## EXCERPT PROVIDED:

In the instant matter the first, second, and fourth elements are undisputed. First, there is no dispute that Liberty Tax and Attorney Davis had a prior attorney-client relationship, as Attorney Davis was employed by Liberty as in-house counsel for more than six years. ECF Nos. 12, 16, 18. Specifically, Liberty employed Attorney Davis as in-house counsel from August 6, 2007 until December 4, 2013. Id. Subsequently, Attorney Davis founded his own law firm Davis Law, PLC. Id.; see also, ECF No. 16 at Exhibit 1. Second, there is no dispute that the interests of Attorney Davis's present client, Gulf Coast, are adverse to Liberty. Finally, there is no dispute that Liberty does not consent to Attorney Davis' representation of Gulf Coast in the instant matter.

B. The Matters are Not Substantially Related

Accordingly, the key question before the Court is whether the matter involved in the present underlying lawsuit is substantially related to the matters for which the opposing counsel previously represented the moving party?

## STATED PROBLEM 1:
From the court excerpt, write out the stretch from "In the instant matter the" through "the instant matter.".
## STATED PROBLEM 2:
Translate this sentence from the court excerpt into Spanish: "Subsequently, Attorney Davis founded his own law firm Davis Law, PLC."

## RECORDS:
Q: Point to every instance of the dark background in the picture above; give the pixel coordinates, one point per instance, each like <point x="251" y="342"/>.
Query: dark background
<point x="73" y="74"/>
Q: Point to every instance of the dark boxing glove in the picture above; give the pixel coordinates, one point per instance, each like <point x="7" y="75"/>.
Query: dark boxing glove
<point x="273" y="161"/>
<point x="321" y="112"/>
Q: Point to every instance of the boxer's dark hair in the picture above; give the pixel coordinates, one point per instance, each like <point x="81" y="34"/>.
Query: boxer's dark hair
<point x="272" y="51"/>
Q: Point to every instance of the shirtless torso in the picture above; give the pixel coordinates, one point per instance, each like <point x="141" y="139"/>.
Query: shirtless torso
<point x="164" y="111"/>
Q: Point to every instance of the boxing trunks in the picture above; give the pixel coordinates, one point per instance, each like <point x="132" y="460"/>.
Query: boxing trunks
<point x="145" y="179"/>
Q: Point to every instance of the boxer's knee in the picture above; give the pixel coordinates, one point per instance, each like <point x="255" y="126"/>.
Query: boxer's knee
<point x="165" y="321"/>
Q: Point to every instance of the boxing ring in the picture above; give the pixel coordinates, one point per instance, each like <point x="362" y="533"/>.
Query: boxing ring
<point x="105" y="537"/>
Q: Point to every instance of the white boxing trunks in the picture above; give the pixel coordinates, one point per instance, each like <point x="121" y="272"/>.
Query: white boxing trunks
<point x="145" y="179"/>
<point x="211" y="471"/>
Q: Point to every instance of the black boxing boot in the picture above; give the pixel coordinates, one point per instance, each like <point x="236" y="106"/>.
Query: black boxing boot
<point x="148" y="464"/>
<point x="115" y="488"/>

* * *

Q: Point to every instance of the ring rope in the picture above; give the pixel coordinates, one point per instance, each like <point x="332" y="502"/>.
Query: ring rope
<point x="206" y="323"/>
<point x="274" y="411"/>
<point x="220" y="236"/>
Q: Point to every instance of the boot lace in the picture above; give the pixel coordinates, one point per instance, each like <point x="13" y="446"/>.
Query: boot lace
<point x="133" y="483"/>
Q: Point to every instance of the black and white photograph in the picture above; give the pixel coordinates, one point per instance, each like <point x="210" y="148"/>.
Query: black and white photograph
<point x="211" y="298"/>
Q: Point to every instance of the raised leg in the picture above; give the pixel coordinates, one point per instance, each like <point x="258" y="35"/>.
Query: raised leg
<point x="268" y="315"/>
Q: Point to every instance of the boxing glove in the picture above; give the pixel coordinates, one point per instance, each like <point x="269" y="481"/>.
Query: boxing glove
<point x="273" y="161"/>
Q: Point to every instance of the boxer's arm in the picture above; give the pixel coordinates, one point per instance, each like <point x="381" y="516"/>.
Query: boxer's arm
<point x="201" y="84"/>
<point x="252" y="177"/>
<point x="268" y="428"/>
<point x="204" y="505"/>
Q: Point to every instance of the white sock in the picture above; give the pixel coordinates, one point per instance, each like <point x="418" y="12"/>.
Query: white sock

## FINISHED ANSWER 1:
In the instant matter the first, second, and fourth elements are undisputed. First, there is no dispute that Liberty Tax and Attorney Davis had a prior attorney-client relationship, as Attorney Davis was employed by Liberty as in-house counsel for more than six years. ECF Nos. 12, 16, 18. Specifically, Liberty employed Attorney Davis as in-house counsel from August 6, 2007 until December 4, 2013. Id. Subsequently, Attorney Davis founded his own law firm Davis Law, PLC. Id.; see also, ECF No. 16 at Exhibit 1. Second, there is no dispute that the interests of Attorney Davis's present client, Gulf Coast, are adverse to Liberty. Finally, there is no dispute that Liberty does not consent to Attorney Davis' representation of Gulf Coast in the instant matter.

## FINISHED ANSWER 2:
Posteriormente, el abogado Davis fundó su propio bufete de abogados, Davis Law, PLC.